- Task to carry out: Locate the line containing "Where can the dirt" in the material below; repeat it and every line after it, exactly as written.

[BEGIN Given data]

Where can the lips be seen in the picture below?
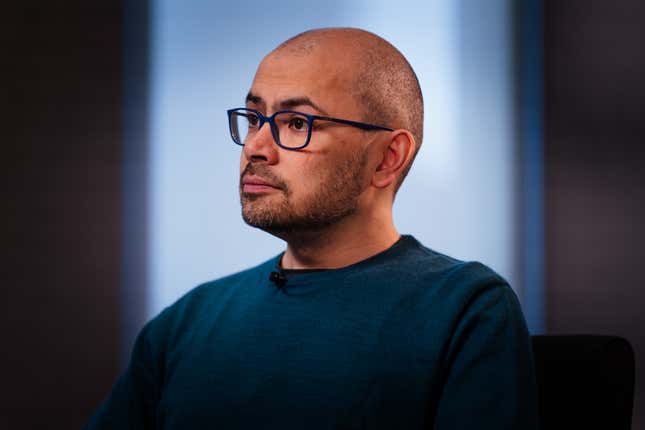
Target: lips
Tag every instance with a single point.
(255, 184)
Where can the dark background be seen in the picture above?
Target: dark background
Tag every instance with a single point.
(63, 134)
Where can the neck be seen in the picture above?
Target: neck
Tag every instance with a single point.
(345, 243)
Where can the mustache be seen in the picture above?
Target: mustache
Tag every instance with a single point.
(263, 172)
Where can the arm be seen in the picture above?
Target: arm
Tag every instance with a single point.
(489, 377)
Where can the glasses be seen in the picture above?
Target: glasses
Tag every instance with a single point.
(290, 129)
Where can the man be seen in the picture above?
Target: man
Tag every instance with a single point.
(354, 325)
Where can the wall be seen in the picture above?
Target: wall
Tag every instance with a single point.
(61, 230)
(594, 158)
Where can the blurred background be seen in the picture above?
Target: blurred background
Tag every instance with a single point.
(121, 180)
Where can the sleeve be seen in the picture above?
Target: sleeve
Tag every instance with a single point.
(132, 402)
(490, 378)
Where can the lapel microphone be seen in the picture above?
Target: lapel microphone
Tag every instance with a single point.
(278, 278)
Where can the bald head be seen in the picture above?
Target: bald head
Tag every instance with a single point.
(381, 80)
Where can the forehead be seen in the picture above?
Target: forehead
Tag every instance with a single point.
(324, 79)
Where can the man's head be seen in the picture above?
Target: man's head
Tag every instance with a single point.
(344, 171)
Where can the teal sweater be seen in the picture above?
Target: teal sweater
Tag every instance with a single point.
(408, 338)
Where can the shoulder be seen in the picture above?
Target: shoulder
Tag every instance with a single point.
(451, 288)
(445, 274)
(185, 314)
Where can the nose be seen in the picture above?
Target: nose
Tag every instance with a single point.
(260, 147)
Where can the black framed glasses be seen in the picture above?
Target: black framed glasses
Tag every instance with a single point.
(290, 129)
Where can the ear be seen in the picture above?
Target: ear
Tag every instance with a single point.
(397, 154)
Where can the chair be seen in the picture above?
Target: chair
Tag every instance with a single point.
(584, 382)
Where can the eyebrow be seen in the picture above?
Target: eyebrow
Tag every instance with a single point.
(286, 104)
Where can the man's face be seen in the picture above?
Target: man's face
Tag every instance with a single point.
(284, 191)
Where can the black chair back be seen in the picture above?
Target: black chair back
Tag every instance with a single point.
(584, 382)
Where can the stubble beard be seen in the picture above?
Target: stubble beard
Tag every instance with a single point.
(334, 199)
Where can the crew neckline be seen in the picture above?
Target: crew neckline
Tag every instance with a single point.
(302, 277)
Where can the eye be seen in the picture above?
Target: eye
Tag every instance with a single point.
(298, 123)
(252, 119)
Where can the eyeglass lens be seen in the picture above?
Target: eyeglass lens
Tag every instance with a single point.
(292, 128)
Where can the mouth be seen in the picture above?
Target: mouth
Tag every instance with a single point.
(257, 185)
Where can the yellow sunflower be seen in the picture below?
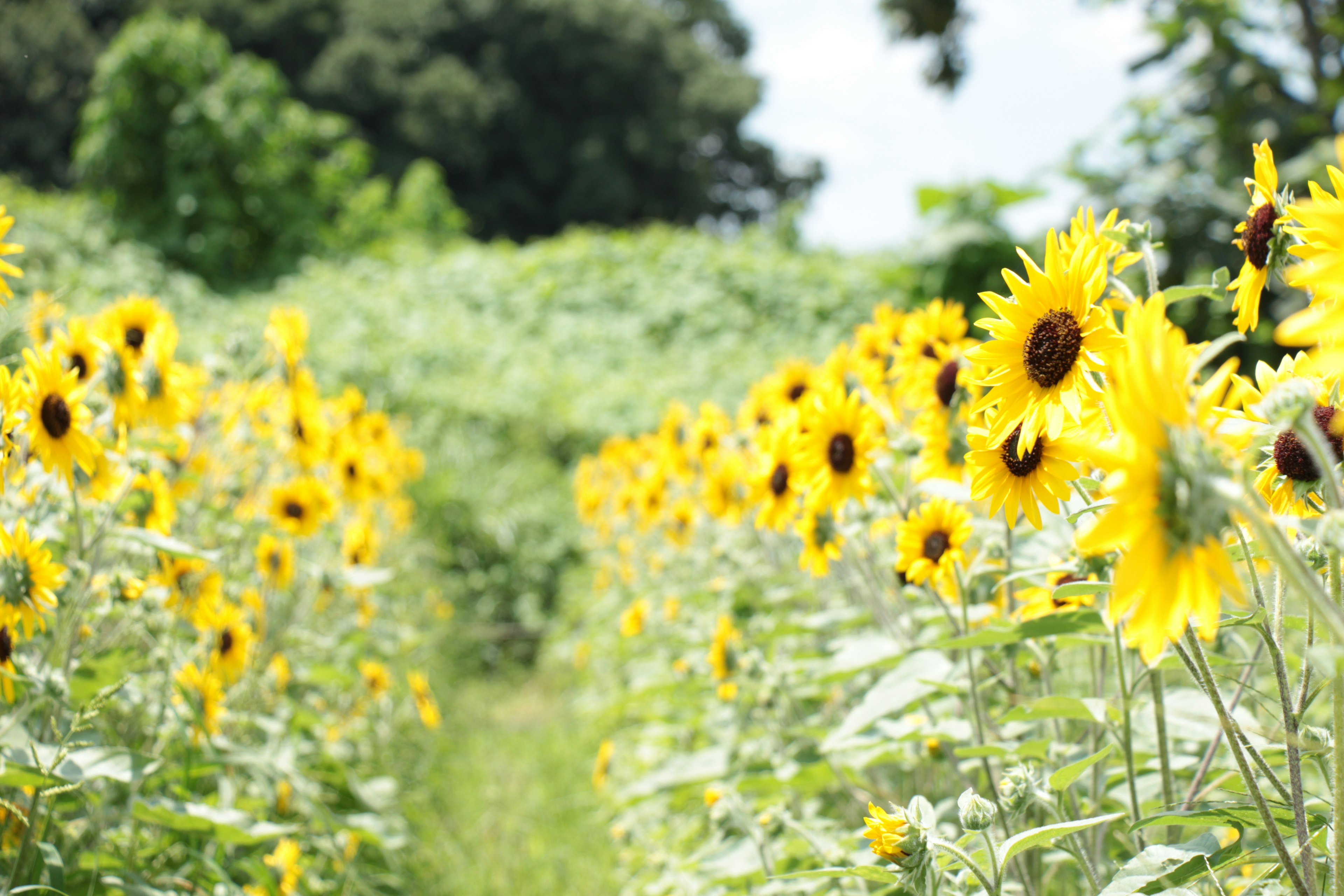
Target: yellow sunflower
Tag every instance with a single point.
(838, 445)
(777, 487)
(929, 542)
(822, 540)
(1049, 340)
(276, 561)
(29, 580)
(1168, 516)
(1257, 233)
(57, 420)
(208, 695)
(302, 506)
(7, 249)
(1011, 481)
(78, 348)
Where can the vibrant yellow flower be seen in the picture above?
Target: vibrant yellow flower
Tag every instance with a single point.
(822, 540)
(29, 581)
(287, 331)
(1257, 233)
(57, 420)
(603, 766)
(276, 561)
(376, 676)
(777, 485)
(1049, 340)
(286, 863)
(425, 703)
(7, 249)
(1011, 481)
(929, 542)
(208, 694)
(634, 617)
(836, 449)
(302, 506)
(1168, 516)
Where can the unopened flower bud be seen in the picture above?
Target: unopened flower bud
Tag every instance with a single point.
(975, 812)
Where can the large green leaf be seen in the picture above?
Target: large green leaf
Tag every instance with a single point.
(1038, 838)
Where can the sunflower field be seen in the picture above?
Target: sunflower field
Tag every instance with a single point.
(198, 652)
(1053, 613)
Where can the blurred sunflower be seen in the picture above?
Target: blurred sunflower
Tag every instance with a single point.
(302, 506)
(1257, 237)
(840, 437)
(1168, 516)
(57, 415)
(1048, 342)
(1027, 481)
(929, 542)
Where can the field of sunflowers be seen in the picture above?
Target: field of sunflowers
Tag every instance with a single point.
(197, 649)
(1053, 613)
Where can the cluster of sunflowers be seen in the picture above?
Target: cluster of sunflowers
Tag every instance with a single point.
(1011, 543)
(193, 659)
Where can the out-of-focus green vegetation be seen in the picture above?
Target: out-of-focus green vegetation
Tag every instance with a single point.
(541, 112)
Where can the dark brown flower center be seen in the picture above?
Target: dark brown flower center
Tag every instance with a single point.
(936, 545)
(1051, 348)
(1027, 463)
(945, 385)
(1294, 458)
(1260, 230)
(840, 453)
(56, 415)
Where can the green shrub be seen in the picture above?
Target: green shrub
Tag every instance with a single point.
(203, 154)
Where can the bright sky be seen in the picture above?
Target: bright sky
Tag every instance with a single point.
(1045, 75)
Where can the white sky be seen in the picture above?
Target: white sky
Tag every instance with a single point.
(1043, 76)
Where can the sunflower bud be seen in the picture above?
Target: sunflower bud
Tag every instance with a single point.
(1016, 788)
(975, 812)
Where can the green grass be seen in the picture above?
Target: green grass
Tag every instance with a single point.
(506, 804)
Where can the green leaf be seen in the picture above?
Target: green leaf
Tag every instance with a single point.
(1038, 838)
(1069, 774)
(224, 825)
(167, 545)
(1086, 710)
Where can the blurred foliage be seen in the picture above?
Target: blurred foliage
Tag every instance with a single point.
(203, 155)
(541, 112)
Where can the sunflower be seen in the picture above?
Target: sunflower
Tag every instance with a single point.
(276, 561)
(822, 540)
(7, 671)
(929, 542)
(359, 543)
(232, 640)
(777, 485)
(1048, 342)
(57, 415)
(1168, 516)
(128, 324)
(7, 249)
(29, 580)
(842, 434)
(376, 676)
(1257, 237)
(208, 692)
(287, 331)
(425, 703)
(1038, 477)
(302, 506)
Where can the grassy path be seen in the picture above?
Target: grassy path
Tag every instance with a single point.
(507, 806)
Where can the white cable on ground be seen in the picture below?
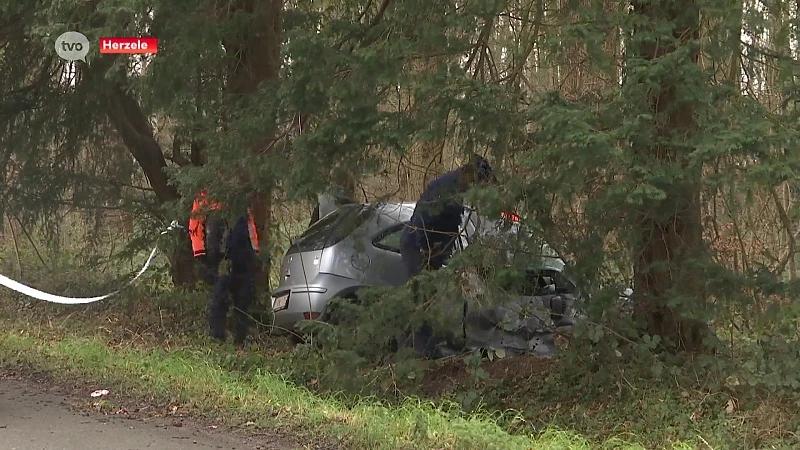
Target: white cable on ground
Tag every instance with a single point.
(44, 296)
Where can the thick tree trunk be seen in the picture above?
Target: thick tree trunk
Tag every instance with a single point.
(255, 58)
(670, 229)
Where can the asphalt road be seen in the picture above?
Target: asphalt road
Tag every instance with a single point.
(32, 419)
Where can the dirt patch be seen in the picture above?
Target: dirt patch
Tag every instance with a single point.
(449, 375)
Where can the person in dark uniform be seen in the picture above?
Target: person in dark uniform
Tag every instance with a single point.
(427, 243)
(212, 242)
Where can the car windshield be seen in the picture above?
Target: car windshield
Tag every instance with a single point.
(332, 229)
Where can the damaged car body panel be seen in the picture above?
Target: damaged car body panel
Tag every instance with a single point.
(358, 245)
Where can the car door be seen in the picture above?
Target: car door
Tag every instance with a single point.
(388, 269)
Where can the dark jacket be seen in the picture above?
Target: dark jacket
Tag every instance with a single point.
(438, 214)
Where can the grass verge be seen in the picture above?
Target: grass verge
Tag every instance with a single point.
(189, 375)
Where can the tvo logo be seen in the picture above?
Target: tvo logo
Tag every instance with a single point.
(72, 46)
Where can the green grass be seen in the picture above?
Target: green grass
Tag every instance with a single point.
(190, 375)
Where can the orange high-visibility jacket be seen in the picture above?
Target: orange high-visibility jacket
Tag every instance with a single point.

[END Given data]

- Response to the exercise:
Where can the dirt patch be seen in the picture above?
Target: dirt patch
Tag every instance with a single point.
(449, 375)
Where can the person in dark uniform be seen in the picture above?
Target: person in dark uniform
Tag every instance with a single point.
(427, 243)
(212, 242)
Where can the car windshield be seen in the picture above?
Target: car windshield
Tag every instance with a single point.
(332, 229)
Where can the damaged car body panel be seen in the picture above?
Target: damaged car body panel
Tag every instance with a single point.
(358, 245)
Where can the car door be seen in the picture above?
Target: car door
Tag every instance with a single point.
(388, 269)
Where can the dark jacket be seen in the picture above?
Target: dark jacket
Tag every instance with a single point.
(438, 214)
Where can the grass verge be seen in the picture above?
Target: grass verge
Tag every instance with a single point.
(189, 375)
Where can the tvo logo be seen in the picture above?
Target: tvo logo
Tag every instance with a single point.
(72, 46)
Where can the green grass be seen in the picture above?
Target: green grass
Tag every instance with a single point.
(190, 375)
Where can the orange high-visibility jacket be seen in the picture above?
Target: orange high-visibility jacket
Tag every instance with a single point.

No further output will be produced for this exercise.